Go through the data and report each line that holds the string "white".
*** Begin section ***
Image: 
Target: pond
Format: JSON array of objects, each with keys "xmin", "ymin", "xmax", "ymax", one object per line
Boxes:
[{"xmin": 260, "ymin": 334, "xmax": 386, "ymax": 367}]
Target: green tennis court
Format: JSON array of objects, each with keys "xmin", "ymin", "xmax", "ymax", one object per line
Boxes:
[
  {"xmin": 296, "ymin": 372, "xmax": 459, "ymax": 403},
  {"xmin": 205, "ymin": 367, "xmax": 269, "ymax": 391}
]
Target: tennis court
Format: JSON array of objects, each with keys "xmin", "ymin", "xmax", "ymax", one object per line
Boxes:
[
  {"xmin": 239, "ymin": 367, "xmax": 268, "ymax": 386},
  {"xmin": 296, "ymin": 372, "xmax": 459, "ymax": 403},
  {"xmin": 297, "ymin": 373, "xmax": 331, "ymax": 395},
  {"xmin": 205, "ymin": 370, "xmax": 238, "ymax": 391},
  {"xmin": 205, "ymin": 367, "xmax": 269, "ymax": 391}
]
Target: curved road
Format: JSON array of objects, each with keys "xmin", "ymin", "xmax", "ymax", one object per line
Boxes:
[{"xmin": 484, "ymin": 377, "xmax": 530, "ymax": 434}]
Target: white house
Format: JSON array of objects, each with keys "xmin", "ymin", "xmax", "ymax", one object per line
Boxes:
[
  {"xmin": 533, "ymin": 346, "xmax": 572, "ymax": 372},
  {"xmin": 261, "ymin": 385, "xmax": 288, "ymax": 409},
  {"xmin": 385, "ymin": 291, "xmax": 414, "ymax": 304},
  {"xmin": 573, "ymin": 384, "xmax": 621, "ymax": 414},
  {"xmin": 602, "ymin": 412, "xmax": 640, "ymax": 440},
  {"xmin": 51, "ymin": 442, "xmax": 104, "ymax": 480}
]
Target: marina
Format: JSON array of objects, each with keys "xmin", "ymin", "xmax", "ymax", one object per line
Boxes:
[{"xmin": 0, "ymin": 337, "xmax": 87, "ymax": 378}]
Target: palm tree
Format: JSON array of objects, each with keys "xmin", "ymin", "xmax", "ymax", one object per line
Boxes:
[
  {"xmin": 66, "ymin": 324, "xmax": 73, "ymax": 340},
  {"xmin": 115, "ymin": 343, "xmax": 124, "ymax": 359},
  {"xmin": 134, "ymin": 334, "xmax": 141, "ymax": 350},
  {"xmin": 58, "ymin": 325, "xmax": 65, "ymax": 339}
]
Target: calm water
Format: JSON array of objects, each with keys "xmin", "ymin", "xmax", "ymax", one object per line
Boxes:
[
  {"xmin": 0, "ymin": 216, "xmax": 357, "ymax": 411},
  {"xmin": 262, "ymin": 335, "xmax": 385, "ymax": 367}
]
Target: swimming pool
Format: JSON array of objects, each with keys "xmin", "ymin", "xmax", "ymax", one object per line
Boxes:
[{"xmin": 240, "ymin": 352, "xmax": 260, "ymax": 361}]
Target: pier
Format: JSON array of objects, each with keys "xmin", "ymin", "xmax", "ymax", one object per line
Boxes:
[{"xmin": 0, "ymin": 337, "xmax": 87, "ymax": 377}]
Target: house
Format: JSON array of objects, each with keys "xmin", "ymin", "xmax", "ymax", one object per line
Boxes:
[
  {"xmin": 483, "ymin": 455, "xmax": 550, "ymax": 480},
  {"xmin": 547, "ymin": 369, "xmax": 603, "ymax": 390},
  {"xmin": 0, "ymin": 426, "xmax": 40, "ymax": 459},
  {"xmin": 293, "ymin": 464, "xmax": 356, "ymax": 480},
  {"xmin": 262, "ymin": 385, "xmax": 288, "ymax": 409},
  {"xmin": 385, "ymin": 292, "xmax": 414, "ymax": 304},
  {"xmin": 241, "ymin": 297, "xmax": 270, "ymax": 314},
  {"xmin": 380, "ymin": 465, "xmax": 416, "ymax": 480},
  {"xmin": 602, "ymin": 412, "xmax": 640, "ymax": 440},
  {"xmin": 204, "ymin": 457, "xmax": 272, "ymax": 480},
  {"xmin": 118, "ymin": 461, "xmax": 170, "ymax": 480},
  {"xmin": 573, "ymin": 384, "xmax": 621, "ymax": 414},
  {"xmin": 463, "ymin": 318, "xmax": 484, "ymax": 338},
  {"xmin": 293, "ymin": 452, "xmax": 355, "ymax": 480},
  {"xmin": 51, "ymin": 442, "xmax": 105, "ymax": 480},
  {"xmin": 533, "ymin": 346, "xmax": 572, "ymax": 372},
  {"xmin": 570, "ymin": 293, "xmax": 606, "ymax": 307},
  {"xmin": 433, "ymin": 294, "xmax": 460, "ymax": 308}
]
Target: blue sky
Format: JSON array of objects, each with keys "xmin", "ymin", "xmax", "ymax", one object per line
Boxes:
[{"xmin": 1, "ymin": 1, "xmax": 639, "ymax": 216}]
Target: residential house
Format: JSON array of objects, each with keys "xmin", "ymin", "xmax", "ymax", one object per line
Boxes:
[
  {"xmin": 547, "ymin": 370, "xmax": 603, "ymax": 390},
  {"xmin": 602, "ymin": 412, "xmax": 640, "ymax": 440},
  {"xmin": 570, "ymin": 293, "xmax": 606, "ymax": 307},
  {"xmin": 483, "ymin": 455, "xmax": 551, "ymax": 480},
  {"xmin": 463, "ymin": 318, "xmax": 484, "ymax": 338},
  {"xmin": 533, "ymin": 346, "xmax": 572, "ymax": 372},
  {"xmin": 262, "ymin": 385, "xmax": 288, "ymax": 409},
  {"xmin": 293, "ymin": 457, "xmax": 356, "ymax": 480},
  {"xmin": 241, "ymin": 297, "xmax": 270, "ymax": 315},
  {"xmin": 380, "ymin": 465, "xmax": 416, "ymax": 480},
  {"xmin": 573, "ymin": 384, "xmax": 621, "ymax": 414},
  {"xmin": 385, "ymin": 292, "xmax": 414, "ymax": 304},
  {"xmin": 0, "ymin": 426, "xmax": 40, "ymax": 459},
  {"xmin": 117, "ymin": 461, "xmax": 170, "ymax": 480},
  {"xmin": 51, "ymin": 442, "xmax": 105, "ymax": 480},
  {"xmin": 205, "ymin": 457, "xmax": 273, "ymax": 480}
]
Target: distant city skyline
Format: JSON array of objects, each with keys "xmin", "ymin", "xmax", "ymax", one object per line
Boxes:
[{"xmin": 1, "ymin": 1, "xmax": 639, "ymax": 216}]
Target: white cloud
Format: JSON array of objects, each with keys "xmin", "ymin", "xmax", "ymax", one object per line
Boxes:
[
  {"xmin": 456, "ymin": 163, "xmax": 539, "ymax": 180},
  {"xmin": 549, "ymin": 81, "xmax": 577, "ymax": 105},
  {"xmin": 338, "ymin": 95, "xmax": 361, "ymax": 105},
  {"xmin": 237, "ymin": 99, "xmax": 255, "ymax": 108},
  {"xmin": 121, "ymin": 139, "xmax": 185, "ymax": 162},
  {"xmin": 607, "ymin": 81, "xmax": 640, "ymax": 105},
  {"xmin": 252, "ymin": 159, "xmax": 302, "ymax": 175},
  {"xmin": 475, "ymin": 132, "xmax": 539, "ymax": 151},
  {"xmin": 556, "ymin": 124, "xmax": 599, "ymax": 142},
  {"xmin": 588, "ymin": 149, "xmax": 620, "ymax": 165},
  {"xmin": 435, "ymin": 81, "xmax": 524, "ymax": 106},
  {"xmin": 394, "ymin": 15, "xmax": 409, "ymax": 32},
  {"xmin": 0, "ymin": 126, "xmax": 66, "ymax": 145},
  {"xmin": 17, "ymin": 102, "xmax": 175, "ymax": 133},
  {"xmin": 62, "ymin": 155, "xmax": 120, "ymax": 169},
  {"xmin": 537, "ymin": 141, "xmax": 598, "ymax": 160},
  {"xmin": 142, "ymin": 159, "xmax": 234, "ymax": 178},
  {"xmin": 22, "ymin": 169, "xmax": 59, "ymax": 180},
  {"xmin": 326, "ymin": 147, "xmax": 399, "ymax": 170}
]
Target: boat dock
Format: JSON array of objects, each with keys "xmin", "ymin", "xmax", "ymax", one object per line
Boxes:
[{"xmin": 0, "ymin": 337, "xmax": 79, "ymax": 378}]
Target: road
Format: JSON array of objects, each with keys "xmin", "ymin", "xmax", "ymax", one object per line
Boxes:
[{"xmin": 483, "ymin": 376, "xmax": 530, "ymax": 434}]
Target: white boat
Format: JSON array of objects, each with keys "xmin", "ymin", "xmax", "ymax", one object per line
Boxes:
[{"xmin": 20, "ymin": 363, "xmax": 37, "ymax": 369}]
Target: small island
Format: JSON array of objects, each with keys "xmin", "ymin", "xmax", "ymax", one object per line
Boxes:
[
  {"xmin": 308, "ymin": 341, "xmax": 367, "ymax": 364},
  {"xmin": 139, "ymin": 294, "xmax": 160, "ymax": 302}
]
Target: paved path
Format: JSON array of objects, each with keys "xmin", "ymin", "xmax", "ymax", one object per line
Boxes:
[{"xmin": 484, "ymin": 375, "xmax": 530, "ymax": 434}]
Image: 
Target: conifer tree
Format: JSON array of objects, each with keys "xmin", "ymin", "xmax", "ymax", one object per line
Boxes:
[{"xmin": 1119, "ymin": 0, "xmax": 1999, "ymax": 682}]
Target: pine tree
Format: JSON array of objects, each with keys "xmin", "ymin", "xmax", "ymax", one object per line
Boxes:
*** End section ***
Result:
Target: white house
Target: white cloud
Target: white boat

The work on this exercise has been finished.